-- EXERCISE OBJECTIVE --
Present the lines below as a numbered list, omitting any blank lines and excluding the pictures.

(Data extracted from a collection)
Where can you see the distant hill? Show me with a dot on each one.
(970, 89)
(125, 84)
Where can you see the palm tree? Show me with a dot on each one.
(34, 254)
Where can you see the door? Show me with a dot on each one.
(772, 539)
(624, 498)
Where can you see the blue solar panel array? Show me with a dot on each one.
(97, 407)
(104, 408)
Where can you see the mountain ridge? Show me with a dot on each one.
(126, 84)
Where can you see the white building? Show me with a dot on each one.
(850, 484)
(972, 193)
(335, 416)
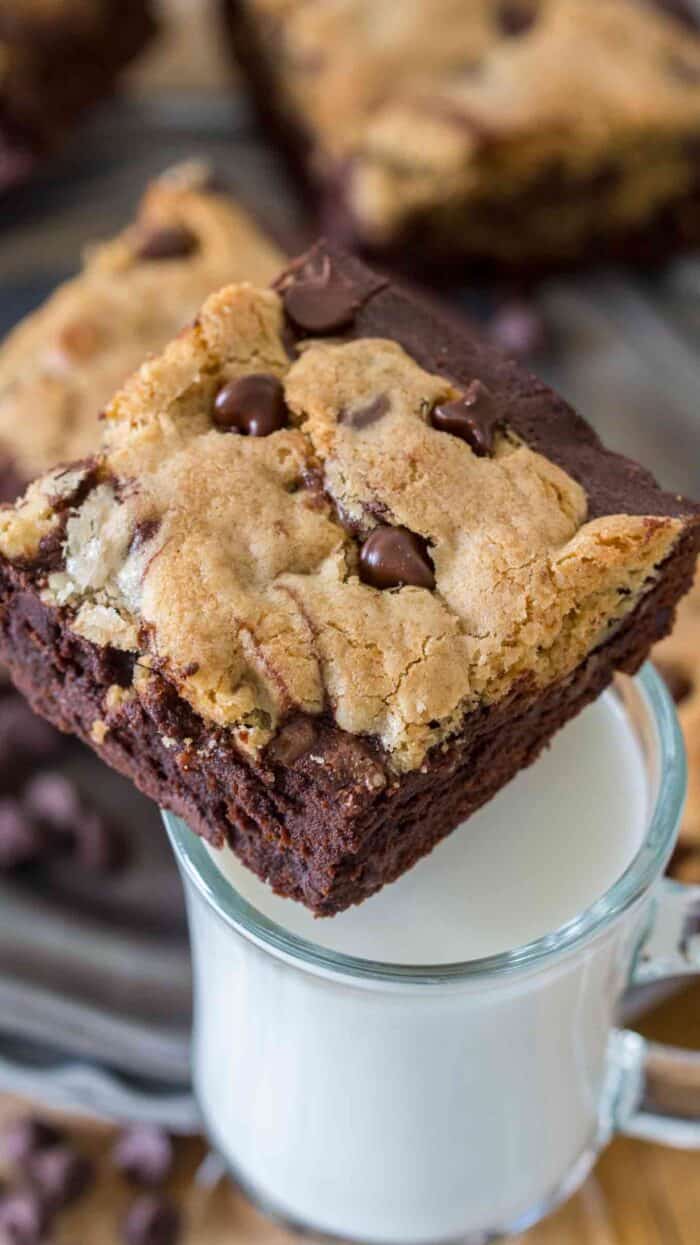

-- FULL OUTPUT --
1. Where can you see the distant hill? Show me with a dot on each one.
2. (970, 89)
3. (125, 84)
4. Where can you see the palm tree? Show me with a dot on each one.
5. (34, 254)
6. Where can you see the door? Show me with a dot on each one.
7. (772, 539)
8. (624, 498)
9. Where can you see the blue solar panel array? Show me with a dot on each one.
10. (97, 407)
11. (104, 408)
12. Where can you see the mountain ridge? Show me with a dot on each one.
13. (126, 84)
14. Where can you see the white building? Show me with a dot on each one.
15. (850, 484)
16. (972, 193)
17. (335, 416)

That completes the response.